__REQUIRED ACTION__: The answer must be an exact copy of the entries that follow, with all images removed.

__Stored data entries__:
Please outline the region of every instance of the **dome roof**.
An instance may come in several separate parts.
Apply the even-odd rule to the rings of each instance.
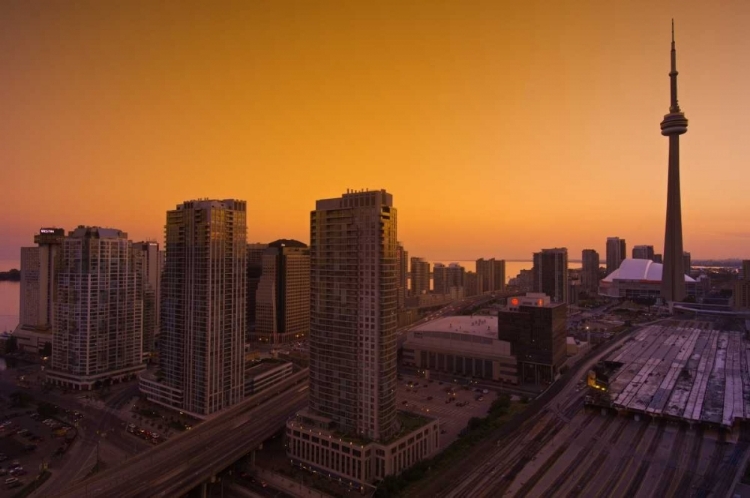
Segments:
[[[603,282],[613,280],[646,280],[649,282],[661,282],[661,263],[654,263],[650,259],[626,259],[620,267],[607,275]],[[685,282],[695,282],[690,276],[685,275]]]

__WRITTEN RESPONSE__:
Please outline the region of every instance of the **dome roof**.
An instance may come in several separate parts.
Apply the even-odd rule to the rings of each instance.
Segments:
[[[603,282],[613,280],[646,280],[649,282],[661,282],[661,263],[654,263],[650,259],[626,259],[620,267],[607,275]],[[685,282],[695,282],[690,276],[685,275]]]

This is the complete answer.